Segment Start: Record excerpts

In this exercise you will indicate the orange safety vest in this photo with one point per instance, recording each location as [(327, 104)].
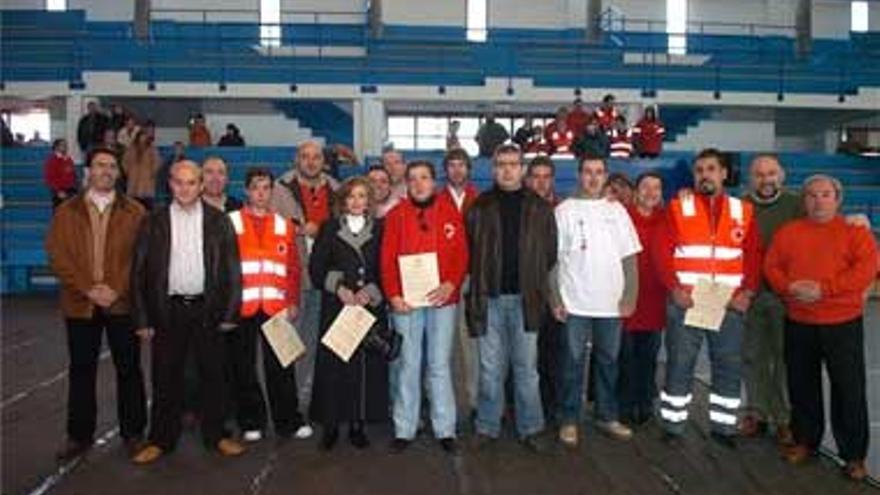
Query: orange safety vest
[(263, 263), (702, 253)]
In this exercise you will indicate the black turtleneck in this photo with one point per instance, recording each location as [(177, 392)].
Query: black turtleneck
[(510, 208)]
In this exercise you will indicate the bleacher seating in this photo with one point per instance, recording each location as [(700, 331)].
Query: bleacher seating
[(26, 209)]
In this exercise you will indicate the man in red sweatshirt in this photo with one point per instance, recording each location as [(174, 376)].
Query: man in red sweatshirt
[(822, 267), (708, 235)]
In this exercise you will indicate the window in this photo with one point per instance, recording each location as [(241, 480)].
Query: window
[(676, 26), (859, 17), (270, 22), (476, 20)]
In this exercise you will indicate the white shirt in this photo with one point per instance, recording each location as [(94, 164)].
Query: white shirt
[(594, 236), (186, 270)]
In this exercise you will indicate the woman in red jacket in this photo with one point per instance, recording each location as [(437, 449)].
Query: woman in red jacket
[(642, 330), (423, 224), (59, 173)]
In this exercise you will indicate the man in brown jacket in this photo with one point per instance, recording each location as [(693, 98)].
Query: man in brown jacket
[(90, 245)]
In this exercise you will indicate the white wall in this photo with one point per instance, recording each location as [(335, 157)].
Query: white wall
[(433, 13)]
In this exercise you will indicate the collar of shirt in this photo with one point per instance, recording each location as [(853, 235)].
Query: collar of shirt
[(101, 200)]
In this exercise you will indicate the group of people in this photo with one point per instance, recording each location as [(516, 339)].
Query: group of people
[(526, 279), (577, 131)]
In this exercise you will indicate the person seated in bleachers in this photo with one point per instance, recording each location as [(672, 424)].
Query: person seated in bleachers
[(558, 134), (60, 173), (648, 134)]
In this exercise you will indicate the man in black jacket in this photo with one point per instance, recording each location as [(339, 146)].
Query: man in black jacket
[(512, 235), (186, 291)]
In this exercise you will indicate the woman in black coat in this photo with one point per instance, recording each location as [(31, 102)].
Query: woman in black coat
[(345, 264)]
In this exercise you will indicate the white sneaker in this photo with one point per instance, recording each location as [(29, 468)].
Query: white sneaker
[(252, 436), (615, 429), (303, 432)]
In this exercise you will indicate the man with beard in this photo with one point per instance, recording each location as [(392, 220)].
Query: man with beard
[(708, 236)]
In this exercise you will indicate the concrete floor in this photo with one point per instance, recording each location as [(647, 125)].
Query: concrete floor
[(33, 410)]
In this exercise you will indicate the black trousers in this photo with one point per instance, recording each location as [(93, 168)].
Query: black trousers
[(637, 382), (84, 344), (841, 348), (549, 352), (170, 345), (280, 382)]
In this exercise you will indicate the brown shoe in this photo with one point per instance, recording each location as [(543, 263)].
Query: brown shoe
[(784, 436), (71, 449), (230, 448), (147, 455), (856, 470), (797, 454), (750, 426)]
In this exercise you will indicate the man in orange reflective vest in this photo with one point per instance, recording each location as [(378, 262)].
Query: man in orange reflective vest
[(270, 273), (708, 235)]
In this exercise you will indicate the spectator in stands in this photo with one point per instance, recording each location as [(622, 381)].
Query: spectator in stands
[(125, 135), (393, 162), (232, 137), (523, 135), (606, 115), (558, 135), (199, 134), (540, 178), (186, 293), (141, 165), (423, 224), (620, 188), (90, 244), (490, 135), (37, 141), (512, 234), (178, 153), (118, 116), (345, 265), (594, 142), (91, 127), (578, 118), (823, 268), (648, 134), (380, 183), (452, 141), (216, 178), (60, 173), (598, 283), (640, 343), (620, 140), (271, 276), (305, 195)]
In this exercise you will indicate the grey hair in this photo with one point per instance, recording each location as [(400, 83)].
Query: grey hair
[(835, 183)]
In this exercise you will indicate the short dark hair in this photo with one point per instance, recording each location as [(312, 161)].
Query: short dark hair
[(457, 154), (541, 161), (421, 164), (254, 173), (591, 157), (651, 174), (100, 150), (712, 153)]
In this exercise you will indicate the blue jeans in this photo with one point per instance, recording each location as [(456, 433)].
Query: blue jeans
[(307, 323), (725, 355), (431, 329), (606, 346), (507, 344)]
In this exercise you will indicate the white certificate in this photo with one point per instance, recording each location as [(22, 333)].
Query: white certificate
[(283, 338), (710, 305), (419, 275), (348, 330)]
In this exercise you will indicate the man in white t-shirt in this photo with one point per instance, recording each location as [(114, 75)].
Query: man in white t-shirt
[(598, 284)]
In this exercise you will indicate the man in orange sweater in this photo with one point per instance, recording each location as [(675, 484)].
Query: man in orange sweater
[(822, 267)]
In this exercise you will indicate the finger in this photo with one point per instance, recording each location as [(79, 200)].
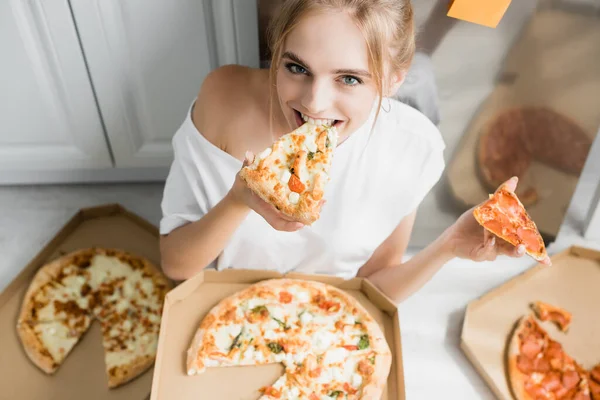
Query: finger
[(287, 226), (547, 261), (489, 239), (511, 184), (511, 250)]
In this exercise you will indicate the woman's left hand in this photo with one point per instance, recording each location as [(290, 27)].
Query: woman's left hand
[(470, 240)]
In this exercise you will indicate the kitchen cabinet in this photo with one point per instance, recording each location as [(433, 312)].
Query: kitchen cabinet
[(94, 90), (48, 115)]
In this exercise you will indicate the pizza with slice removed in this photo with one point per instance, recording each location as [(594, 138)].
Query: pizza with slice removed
[(292, 173), (539, 368), (504, 215), (123, 291), (330, 346)]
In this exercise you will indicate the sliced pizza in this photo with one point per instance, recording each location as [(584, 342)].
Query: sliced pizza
[(539, 368), (123, 291), (504, 215), (326, 340), (292, 173), (548, 312)]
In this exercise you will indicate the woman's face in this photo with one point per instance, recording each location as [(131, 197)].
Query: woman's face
[(324, 74)]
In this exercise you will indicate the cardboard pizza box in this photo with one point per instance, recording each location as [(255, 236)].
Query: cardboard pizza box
[(487, 13), (572, 282), (188, 304), (82, 375)]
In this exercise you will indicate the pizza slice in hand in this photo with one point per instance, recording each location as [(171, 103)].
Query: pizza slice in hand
[(504, 215), (292, 173)]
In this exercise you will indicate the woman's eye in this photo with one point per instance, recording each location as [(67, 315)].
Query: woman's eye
[(350, 80), (296, 69)]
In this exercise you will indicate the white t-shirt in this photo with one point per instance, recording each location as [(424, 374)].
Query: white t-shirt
[(377, 178)]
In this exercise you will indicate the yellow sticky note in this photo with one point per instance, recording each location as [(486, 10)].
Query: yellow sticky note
[(482, 12)]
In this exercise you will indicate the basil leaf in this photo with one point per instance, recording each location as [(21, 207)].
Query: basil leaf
[(236, 340), (275, 347), (281, 323), (260, 309), (363, 343)]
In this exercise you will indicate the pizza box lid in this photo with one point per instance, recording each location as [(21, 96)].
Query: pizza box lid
[(571, 282), (186, 306), (82, 375)]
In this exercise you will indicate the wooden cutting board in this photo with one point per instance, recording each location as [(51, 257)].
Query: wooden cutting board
[(555, 63)]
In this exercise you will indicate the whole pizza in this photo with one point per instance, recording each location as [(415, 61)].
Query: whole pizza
[(538, 366), (517, 136), (123, 291), (329, 344)]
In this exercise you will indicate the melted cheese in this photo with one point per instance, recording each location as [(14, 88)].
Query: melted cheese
[(280, 157), (224, 336)]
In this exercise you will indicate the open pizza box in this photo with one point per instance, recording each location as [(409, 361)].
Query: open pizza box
[(83, 374), (186, 306), (572, 283)]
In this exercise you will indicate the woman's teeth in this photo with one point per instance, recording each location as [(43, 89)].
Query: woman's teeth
[(326, 122)]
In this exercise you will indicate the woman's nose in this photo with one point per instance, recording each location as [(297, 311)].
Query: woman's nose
[(316, 98)]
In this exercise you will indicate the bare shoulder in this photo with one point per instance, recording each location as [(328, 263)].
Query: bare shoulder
[(228, 98)]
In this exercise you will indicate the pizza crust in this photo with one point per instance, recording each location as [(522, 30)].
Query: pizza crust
[(515, 376), (35, 350), (480, 215)]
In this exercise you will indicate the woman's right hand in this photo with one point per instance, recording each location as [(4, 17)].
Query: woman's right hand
[(241, 194)]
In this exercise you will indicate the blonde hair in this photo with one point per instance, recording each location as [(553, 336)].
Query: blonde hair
[(387, 25)]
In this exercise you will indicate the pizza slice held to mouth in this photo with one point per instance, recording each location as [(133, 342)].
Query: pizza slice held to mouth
[(292, 173)]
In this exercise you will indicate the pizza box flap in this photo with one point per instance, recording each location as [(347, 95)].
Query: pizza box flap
[(82, 375), (572, 283), (186, 306)]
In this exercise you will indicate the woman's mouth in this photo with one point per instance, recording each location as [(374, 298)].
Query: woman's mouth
[(302, 118)]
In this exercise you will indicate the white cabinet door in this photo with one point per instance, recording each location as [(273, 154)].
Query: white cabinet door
[(147, 60), (48, 116)]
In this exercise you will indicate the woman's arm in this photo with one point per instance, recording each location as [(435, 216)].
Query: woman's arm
[(464, 239), (190, 248)]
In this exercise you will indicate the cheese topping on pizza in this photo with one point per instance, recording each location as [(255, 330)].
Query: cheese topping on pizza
[(548, 312), (328, 343), (293, 172), (123, 292)]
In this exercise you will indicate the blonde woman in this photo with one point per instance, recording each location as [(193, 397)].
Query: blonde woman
[(333, 60)]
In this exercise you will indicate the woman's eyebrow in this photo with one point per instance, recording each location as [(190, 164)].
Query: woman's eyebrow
[(344, 71), (357, 72), (294, 57)]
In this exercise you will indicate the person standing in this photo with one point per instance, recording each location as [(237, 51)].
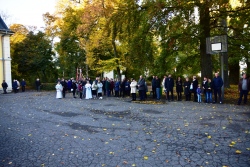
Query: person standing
[(209, 91), (74, 87), (198, 90), (23, 84), (133, 89), (14, 86), (59, 89), (243, 87), (217, 84), (169, 85), (187, 93), (141, 87), (157, 87), (88, 91), (193, 87), (5, 86), (107, 87), (117, 88), (154, 87), (99, 90), (80, 89), (179, 88), (64, 85), (127, 88), (204, 87), (38, 84), (69, 85), (112, 85), (94, 88), (163, 86)]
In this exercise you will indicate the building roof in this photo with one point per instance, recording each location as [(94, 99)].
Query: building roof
[(3, 27)]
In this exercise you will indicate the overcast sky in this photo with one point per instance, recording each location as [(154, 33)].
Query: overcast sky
[(26, 12)]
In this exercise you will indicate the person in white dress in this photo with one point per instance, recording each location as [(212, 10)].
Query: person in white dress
[(59, 89), (99, 90), (88, 90)]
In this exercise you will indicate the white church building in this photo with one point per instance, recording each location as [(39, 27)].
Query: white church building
[(5, 59)]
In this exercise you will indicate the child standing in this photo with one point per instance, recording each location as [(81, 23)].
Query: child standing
[(198, 91)]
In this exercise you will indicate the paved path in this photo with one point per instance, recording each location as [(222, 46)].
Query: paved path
[(37, 130)]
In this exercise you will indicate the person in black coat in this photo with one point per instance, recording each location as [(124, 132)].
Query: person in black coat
[(187, 92), (64, 85), (205, 87), (5, 86), (153, 83), (14, 86), (169, 86), (158, 88), (74, 87), (217, 85), (179, 88), (23, 84), (38, 84), (194, 88)]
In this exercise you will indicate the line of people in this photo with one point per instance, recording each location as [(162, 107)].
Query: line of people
[(189, 87)]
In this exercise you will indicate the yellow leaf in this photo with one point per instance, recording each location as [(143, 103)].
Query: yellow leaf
[(238, 152)]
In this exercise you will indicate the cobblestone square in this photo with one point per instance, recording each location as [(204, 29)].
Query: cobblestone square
[(38, 130)]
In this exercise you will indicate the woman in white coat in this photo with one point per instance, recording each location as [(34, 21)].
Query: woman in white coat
[(133, 89), (99, 90), (59, 89), (88, 91)]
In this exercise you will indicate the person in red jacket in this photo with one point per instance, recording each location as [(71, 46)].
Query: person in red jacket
[(243, 87)]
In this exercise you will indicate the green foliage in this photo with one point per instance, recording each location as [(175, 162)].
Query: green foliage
[(33, 58), (48, 86)]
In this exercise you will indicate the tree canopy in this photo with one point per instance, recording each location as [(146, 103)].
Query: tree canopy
[(151, 37)]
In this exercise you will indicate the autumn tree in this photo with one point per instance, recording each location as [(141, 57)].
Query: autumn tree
[(33, 58)]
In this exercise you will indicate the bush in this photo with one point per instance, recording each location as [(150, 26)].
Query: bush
[(48, 86)]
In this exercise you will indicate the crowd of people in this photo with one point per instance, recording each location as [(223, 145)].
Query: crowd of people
[(209, 91)]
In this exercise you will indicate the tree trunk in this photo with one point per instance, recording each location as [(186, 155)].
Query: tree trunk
[(114, 33), (248, 67), (206, 61), (234, 69)]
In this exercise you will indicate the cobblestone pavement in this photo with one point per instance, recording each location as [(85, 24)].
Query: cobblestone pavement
[(37, 130)]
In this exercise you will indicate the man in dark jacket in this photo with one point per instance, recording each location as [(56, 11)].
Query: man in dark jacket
[(157, 87), (14, 86), (38, 84), (5, 86), (243, 87), (154, 86), (141, 88), (169, 85), (217, 84), (195, 86), (64, 85)]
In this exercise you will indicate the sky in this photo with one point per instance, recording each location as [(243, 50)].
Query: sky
[(26, 12)]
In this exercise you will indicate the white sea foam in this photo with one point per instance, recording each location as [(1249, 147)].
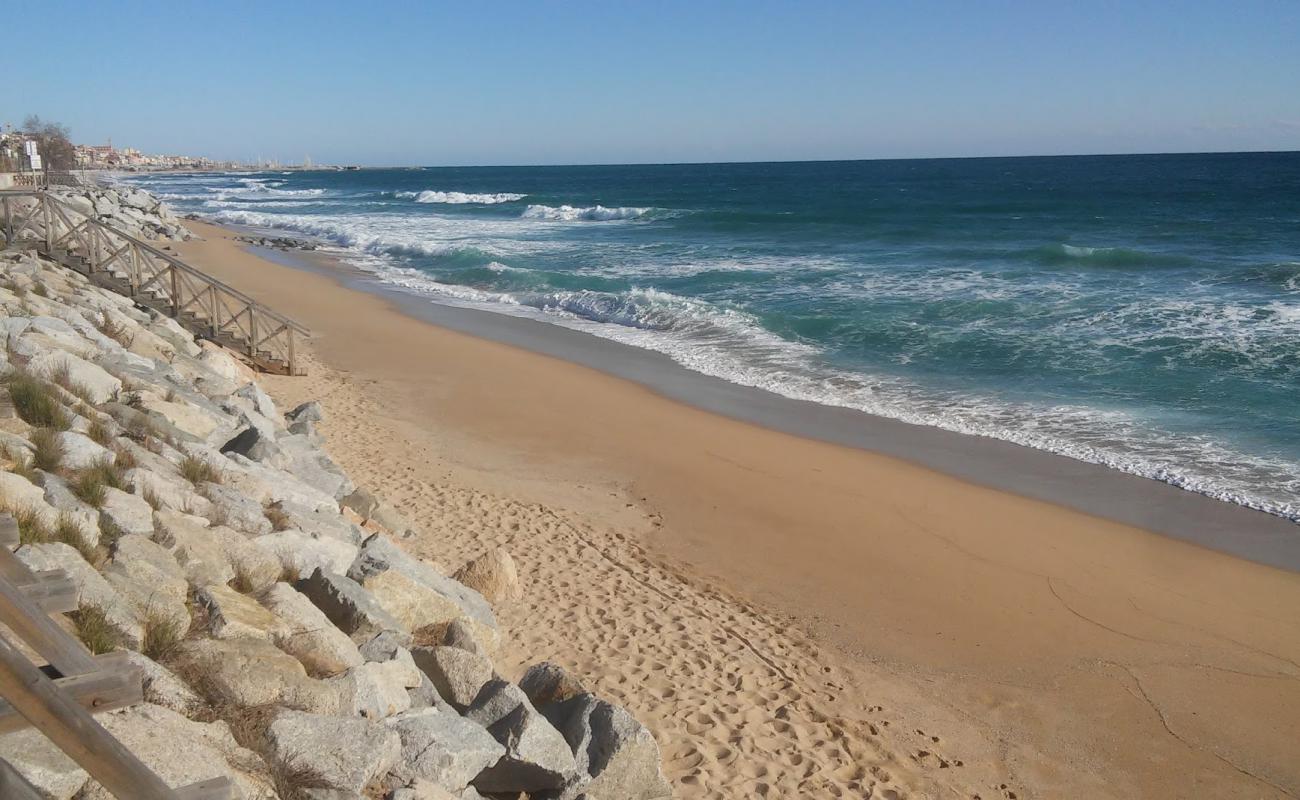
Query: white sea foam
[(460, 198), (592, 213)]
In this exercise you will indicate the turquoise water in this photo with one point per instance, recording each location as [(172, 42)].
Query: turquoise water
[(1135, 311)]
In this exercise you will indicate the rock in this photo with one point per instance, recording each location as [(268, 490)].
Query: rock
[(458, 675), (546, 683), (380, 558), (234, 615), (459, 634), (312, 466), (21, 493), (250, 673), (92, 380), (181, 752), (60, 497), (537, 757), (308, 635), (362, 501), (168, 491), (375, 690), (232, 507), (199, 552), (350, 606), (442, 748), (81, 452), (616, 756), (495, 701), (310, 411), (161, 687), (146, 576), (411, 602), (129, 513), (345, 755), (37, 759), (303, 554), (92, 589), (260, 401), (492, 575)]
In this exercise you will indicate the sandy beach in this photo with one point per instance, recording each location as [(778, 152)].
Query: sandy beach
[(797, 618)]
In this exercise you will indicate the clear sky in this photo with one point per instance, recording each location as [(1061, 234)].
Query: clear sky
[(576, 82)]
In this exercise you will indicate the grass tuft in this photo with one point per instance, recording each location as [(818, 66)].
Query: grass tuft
[(35, 401), (118, 333), (48, 452), (92, 483), (277, 517), (94, 631), (161, 636), (99, 432), (196, 471), (70, 533)]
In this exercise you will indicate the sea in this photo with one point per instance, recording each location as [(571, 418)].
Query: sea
[(1140, 312)]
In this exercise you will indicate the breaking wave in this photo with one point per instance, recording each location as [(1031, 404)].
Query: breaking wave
[(592, 213), (460, 198)]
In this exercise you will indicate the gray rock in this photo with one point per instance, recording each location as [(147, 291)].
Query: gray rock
[(458, 674), (252, 671), (346, 755), (180, 751), (380, 554), (161, 687), (92, 589), (235, 509), (349, 605), (492, 575), (310, 411), (460, 635), (442, 748), (61, 498), (310, 635), (616, 756), (495, 701), (128, 511), (234, 615), (302, 554), (546, 683), (38, 760), (537, 757)]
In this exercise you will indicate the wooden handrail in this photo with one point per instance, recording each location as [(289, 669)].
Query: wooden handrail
[(61, 708), (150, 275)]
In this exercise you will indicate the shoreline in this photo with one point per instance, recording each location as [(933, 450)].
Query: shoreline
[(1023, 617), (1091, 488)]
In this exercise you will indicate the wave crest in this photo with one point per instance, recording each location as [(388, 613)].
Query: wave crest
[(592, 213), (460, 198)]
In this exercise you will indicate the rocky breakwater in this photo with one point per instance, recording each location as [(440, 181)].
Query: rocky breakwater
[(285, 636), (131, 211)]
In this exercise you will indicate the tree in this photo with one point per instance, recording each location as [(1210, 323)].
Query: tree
[(56, 148)]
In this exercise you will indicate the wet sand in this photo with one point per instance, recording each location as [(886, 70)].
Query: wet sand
[(801, 618)]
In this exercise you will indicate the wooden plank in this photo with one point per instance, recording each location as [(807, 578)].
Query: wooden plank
[(116, 684), (13, 786), (29, 622), (8, 531), (74, 731)]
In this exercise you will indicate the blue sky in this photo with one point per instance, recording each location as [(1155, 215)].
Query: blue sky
[(644, 82)]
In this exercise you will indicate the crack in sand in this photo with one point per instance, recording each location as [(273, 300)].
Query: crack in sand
[(1169, 730)]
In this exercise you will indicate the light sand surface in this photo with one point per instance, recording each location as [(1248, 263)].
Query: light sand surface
[(796, 618)]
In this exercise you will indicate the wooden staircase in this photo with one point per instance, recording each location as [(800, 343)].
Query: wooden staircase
[(61, 697), (151, 277)]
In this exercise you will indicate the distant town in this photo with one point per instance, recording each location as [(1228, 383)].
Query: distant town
[(46, 147)]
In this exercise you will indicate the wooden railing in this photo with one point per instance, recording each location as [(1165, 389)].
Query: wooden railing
[(61, 706), (117, 260)]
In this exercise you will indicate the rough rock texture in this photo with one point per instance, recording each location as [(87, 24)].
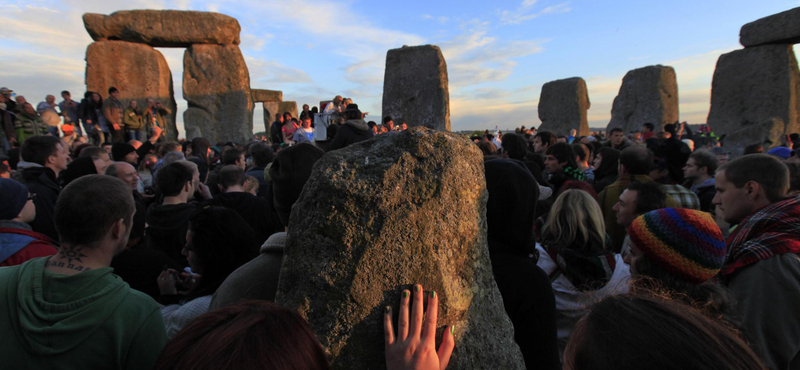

Segment End: Record excerpts

Output, from the data above, the lines from the line with "In this exercise you will indicate the short" to the line with "In this exercise you will indicate the man in white" exactly as they stand, both ends included and nothing else.

In this exercise you will indicate the short dark hair in this photo with one point per instance, recording each location as [(312, 161)].
Query: short dark hair
[(457, 154), (541, 161), (421, 164), (254, 173), (591, 157), (651, 174), (100, 150), (712, 153)]
In this exercise you will indicate the blue jeans in this photo with one point per instance, recording each location as [(456, 433)].
Query: blue jeans
[(307, 323), (725, 355), (431, 329), (606, 346), (507, 344)]
In this exercise you will indicate the white certificate in this photo with one point per instance, recording each location as [(22, 333)].
Query: white certificate
[(283, 338), (710, 305), (419, 275), (348, 330)]
In this exercise you will indicate the man in white t-shirt in this photo with one point per instance, recording each location as [(114, 75)].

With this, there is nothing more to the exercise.